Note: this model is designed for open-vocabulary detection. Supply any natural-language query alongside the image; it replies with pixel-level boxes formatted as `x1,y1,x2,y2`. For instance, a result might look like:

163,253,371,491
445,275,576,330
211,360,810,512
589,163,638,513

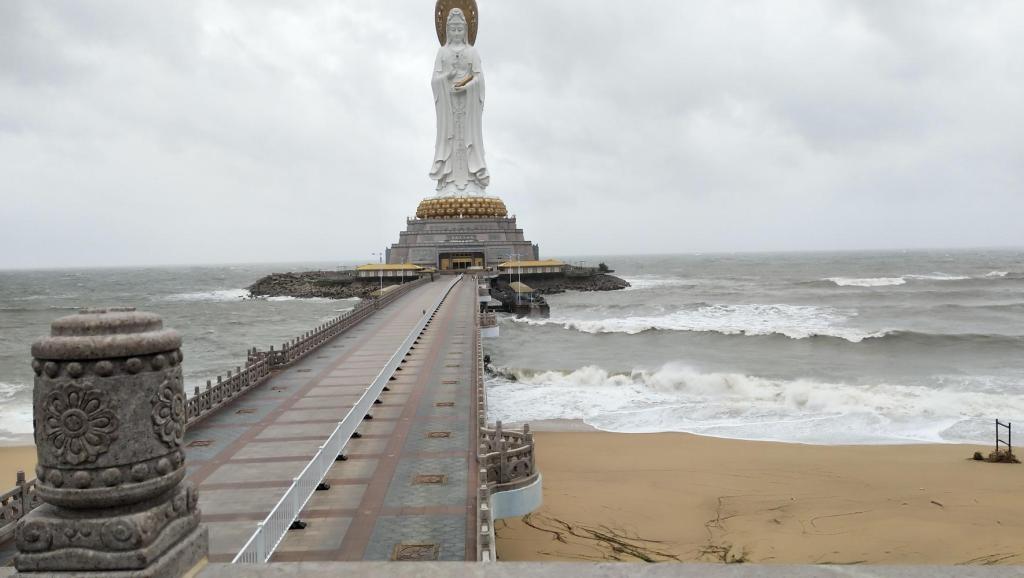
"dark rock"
==========
Rewrite every line of the records above as a numbered list, skipping blank lines and omitting the pictures.

**Final answer:**
1. Note: this model is designed for open-vocabulary detection. Supply any natural-language query alongside the image; it replies with pixel-level boxes formatted as `x1,y1,x2,y2`. For instance, a result might look like:
2. 163,253,371,491
3. 445,275,576,330
4. 211,360,810,512
5. 589,163,638,513
6. "dark rock"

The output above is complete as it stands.